# Problem
Every entry below is to be retyped exactly as it appears.

# Items from a dataset
____
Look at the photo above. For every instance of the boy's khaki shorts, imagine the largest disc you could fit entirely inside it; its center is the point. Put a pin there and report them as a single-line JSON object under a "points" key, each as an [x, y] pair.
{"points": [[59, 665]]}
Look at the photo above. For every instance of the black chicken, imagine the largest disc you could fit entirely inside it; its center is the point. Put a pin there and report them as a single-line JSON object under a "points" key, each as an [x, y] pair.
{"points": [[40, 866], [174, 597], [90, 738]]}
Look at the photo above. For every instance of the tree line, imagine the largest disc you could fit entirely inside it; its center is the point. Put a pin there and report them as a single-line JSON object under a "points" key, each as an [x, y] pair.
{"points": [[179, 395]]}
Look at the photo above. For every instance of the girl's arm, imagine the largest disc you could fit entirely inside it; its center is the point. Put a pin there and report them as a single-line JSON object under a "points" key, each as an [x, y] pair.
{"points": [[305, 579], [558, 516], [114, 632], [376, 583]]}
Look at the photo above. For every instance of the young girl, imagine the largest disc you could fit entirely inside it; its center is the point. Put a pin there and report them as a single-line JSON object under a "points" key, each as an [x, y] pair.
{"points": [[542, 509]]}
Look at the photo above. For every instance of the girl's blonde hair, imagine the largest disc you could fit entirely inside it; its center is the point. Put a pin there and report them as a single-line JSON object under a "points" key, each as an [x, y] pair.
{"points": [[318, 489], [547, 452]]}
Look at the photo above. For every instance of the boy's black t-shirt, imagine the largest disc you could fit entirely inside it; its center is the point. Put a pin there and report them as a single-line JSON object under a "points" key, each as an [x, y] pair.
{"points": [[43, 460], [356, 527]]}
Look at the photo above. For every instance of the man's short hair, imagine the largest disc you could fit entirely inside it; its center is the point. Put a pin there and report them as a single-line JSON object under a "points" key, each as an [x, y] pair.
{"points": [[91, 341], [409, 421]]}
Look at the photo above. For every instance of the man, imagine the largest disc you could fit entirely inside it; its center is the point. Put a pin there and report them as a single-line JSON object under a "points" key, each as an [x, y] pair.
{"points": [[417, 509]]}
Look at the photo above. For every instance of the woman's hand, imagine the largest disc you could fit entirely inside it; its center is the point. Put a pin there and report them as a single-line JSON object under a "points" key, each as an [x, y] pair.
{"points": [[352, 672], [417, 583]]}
____
# Result of this task
Look at the photo above. For every instance of the boy's khaki shorts, imagine the largest disc you could fit entirely inside it; its center is the point. Put a pin there and report them as a single-line JSON object under a "points" key, each as an [x, y] pair.
{"points": [[59, 665]]}
Look at the photo above. For every instance of the black chicken, imagine the largest disc you could fit entirely inside it; its center is the point. Put a pin there and report them as a single-line JSON object under a "points" key, each as an [x, y] pair.
{"points": [[40, 866], [174, 597], [90, 738]]}
Look at the photo above. For every instance of the tree line, imagine the largest disc you could fit entirely inside it; its center is the point. Put a pin there and report them as a single-line JSON object under a "points" key, each as an [x, y] pair.
{"points": [[179, 395]]}
Look at the photo above. For every instance of the girl's arm, imagine the largest disc you could fit entirely inside it; its center is the point. Put a pin there and report them as a single-line JSON object under a "points" key, each as an [x, y] pair.
{"points": [[305, 579], [558, 516], [114, 632], [376, 583]]}
Look at the photo above. For every instance of the young girl, imagine the largest disc you could fit entirely inside it; its center is the point. Put a pin there and report them as a single-line JSON object under a "points" key, each as an [x, y] pair.
{"points": [[542, 509]]}
Look at the photo above. For every instance of the girl's blonde hair, imagine the largest disc you could fit entirely inside it; its center is the point. Put a pin there and report them as a single-line JSON object under a "points" key, each as an [x, y] pair.
{"points": [[318, 489], [547, 452]]}
Look at the photo above. For every instance of the boy's black t-shirt, imagine the largest disc you could fit entirely inside it; its center is the point. Put a pin there and report them as a single-line JSON object under a "points" key, each as an [x, y] pair.
{"points": [[43, 460], [356, 527]]}
Look at the photo above. For every instance of the man's short hair, imagine the largest disc you could fit entirely inside it; its center is the point. Put a pin there and report them as a single-line JSON object under a "points" key, each as an [x, y] pair.
{"points": [[91, 341], [409, 421]]}
Look at the photo above. For every instance of the man, imagine the largest disc you could fit entirely inside it; its center is the point. Put a pin there and report them as a single-line JSON object under a "points" key, each as an [x, y] pair.
{"points": [[417, 509]]}
Look at the photo above. For every instance of the woman's hand, imagine the largest disc you could fit entirely inside it; its center is the point. Put a pin there and report them as a single-line JSON object under a "points" key, each as an [x, y] pair.
{"points": [[352, 672], [417, 583]]}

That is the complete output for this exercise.